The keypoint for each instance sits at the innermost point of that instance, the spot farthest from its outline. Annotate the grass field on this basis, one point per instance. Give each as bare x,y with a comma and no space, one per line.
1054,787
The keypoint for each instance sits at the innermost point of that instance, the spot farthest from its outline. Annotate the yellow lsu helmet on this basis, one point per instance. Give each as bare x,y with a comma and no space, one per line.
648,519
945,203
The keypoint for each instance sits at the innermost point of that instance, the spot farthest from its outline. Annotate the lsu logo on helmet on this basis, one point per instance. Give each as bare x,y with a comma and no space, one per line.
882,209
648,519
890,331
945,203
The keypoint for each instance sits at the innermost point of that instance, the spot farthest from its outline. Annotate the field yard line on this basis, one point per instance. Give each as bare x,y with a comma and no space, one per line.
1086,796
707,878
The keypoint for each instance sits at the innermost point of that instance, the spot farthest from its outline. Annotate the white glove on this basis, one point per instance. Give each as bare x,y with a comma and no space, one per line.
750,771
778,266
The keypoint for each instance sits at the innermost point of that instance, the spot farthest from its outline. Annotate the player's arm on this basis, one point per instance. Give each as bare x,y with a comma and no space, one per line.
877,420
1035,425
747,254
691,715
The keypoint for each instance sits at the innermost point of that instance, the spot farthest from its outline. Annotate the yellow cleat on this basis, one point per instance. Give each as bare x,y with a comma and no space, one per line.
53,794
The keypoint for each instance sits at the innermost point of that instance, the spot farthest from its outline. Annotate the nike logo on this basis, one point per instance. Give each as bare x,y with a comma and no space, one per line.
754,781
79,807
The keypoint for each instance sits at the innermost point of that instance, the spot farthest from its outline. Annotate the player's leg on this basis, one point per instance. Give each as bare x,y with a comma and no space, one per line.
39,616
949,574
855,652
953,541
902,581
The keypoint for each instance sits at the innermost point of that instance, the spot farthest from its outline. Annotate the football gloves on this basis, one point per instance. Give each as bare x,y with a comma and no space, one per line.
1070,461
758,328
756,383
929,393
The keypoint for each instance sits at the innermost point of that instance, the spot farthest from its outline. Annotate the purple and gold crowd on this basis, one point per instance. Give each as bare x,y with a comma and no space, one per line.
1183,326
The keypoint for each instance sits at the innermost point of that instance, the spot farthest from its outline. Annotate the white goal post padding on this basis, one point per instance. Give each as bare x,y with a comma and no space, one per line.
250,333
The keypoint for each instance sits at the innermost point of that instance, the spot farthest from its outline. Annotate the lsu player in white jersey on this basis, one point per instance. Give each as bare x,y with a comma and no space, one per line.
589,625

☆ ☆ ☆

**EXERCISE INSTRUCTIONS**
Copy out the records from the line that contains "the lsu player" through the end of the records, including both ends. Raise every x and y coordinate in the answers by 73, and leave every other line unchanged.

**EXPECTED ANSWER**
The keypoint for each instance sits at the innermost point of that instance, the spot farthest from its outline. Annotate the lsu player in white jersey on this basis, one point per instance. Give each as bare x,y with a comma and no space, one per line.
662,698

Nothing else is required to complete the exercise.